- Selected excerpt

Content starts

WASHINGTON — More than a million and a half businesses owe the government about $58 billion in taxes they were supposed to withhold from employees' paychecks but never forwarded to the IRS, congressional investigators said in a report made public Monday.

The 1.6 million businesses owing income, Social Security and Medicare taxes from their payrolls as of Sept. 30 last year included an accommodation and food service company that had failed to pay $12 million while the owner diverted business money to buy luxury cars, planes and a mansion in a foreign country, the Government Accountability Office found.

A construction company that owed $2.5 million dating back five years was found to be underbidding contracts while using unpaid payroll taxes to subsidize losses.

The $58 billion in unpaid taxes covers 10 years. Beyond that, a statute of limitations generally kicks in and the money is permanently lost.

"Cheating on payroll taxes is not an abstract concept," said Sen. Norm Coleman of Minnesota, who asked for the GAO study. "Over the past 10 years, $44 billion has been transferred from general tax revenues to cover shortfalls in Social Security and Medicare. That means these businesses are contributing to the bankruptcy and insolvency of programs that are designed to assist our nation's seniors."

Coleman, the senior Republican on the Senate Homeland Security Committee's investigations subcommittee, is seeking re-election this year.

The panel's Democratic chairman, Sen. Carl Levin, D-Mich., called on the IRS "to move forcefully to end this abysmal situation."

The Internal Revenue Service has made collecting unpaid taxes supposedly withheld from payrolls a priority, the report said but has classified $30 billion of them as currently uncollectible. The agency cites factors such as businesses being defunct, insolvent after bankruptcy or in court challenging assessments.

But the GAO faulted the tax agency for relying on voluntary compliance, even for the worst offenders. The IRS faces difficult challenges in balancing collection actions against taxpayer rights, it said, but to the extent that it does not actively pursue cheats, it "is not acting in the best interests of the federal government, the employees of the businesses involved, the perceived fairness of the tax system or overall compliance with the tax laws."

It said it takes the IRS 40 weeks, on average, to decide to pursue collection against offenders, and an additional 40 weeks to assess a penalty, called a Trust Fund Recovery Penalty.

The IRS, in a statement, said it collects 99.8 percent of all Social Security, Medicare and unemployment insurance taxes. It contrasted the uncollected taxes with $21.4 trillion it received from all sources over the 10-year period.

"The GAO report represents a momentary snapshot of our long-term effort to improve employment tax collection," the IRS said. The agency said it resolved 5.2 million delinquent cases in fiscal year 2007, compared to 3 million in 2002.

The GAO report found that unpaid payroll taxes comprised more than half of all taxes owed by businesses, and about one-fifth of all outstanding business and individual taxes owed as of last September.

The deadbeats tend to make a habit of it: 70 percent of unpaid taxes are owed by businesses with more than a year, or four tax quarters, of not paying. The number of businesses with more than 20 quarters of payroll tax debt jumped from 5,367 in 1998 to 14,681 last year.

They include:

—A waste-management firm owing $16 million stretched out over 10 years. The business was investigated for hiring illegal immigrants and the owner was arrested for income-tax crimes.

—A health-care company owing $2.5 million over 30 quarters filed for bankruptcy three times. Around the time of the bankruptcy filings, officers made cash withdrawals from the business of about $700,000. The IRS filed a lien against the business and assessed penalties against three of its officers.

Payroll taxes are amounts employers withhold from employees' wages for federal income taxes, Social Security and Medicare. Employees pay 6.2 percent of gross wages for Social Security and 1.45 percent for Medicare, sums matched by the employer.

Content ends

- Brief A
Answer these questions from the article on unpaid payroll taxes:
(i) How much of the unpaid payroll taxes has the IRS classified as currently uncollectible?
(ii) How many delinquent cases did the IRS say it resolved in fiscal year 2007?
(iii) What percentage of gross wages do employees pay for Medicare?
- Brief B
Repeat word for word the passage of the article on unpaid payroll taxes from "A construction company" to "to subsidize losses.".
Rely on nothing but the article on unpaid payroll taxes.

- Source information
Content starts

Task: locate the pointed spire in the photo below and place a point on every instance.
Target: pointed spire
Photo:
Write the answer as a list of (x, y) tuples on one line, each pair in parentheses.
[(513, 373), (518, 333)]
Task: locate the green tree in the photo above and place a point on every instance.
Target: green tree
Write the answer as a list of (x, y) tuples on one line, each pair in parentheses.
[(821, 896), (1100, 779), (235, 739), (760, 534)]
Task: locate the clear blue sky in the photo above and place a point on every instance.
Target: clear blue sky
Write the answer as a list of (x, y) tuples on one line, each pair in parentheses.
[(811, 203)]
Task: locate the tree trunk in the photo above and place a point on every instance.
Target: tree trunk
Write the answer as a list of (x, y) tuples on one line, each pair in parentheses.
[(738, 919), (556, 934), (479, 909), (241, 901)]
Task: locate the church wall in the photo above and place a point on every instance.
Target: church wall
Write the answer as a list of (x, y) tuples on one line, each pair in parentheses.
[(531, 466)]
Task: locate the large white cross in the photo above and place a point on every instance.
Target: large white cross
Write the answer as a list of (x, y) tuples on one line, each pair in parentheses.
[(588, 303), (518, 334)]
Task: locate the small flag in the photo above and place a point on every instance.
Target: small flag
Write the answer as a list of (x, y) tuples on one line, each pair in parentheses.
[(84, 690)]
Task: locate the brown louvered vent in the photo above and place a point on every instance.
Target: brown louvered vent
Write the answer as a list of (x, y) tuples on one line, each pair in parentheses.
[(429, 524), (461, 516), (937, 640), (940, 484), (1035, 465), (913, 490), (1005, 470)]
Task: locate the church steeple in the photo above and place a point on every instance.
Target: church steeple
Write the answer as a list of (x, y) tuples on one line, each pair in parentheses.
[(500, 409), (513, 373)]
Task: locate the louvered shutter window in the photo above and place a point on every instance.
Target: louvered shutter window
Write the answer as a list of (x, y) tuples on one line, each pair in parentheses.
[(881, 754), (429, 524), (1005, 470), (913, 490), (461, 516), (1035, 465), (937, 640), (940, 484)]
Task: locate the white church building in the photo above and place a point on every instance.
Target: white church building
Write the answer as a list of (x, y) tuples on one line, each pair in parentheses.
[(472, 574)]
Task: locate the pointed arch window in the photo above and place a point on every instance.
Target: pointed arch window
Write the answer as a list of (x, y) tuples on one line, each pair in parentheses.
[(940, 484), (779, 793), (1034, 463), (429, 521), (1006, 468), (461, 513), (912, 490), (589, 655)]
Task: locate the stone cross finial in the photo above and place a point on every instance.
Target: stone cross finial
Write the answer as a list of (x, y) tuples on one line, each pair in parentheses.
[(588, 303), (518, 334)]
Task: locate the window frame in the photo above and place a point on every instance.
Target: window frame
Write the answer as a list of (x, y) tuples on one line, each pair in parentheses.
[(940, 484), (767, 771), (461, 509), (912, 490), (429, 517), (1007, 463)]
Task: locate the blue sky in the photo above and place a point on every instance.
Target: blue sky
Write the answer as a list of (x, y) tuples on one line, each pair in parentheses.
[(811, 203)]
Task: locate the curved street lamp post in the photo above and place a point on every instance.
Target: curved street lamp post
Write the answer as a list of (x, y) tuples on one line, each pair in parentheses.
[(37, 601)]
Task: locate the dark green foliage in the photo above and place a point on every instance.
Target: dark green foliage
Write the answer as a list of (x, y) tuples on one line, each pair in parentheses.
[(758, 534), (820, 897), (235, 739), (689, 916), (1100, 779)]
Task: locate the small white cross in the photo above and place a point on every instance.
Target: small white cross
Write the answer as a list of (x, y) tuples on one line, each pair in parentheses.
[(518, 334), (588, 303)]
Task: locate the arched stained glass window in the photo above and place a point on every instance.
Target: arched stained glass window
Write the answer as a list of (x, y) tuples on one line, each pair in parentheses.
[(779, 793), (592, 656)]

Content ends

- Task result A
(i) $30 billion
(ii) 5.2 million
(iii) 1.45 percent

- Task result B
A construction company that owed $2.5 million dating back five years was found to be underbidding contracts while using unpaid payroll taxes to subsidize losses.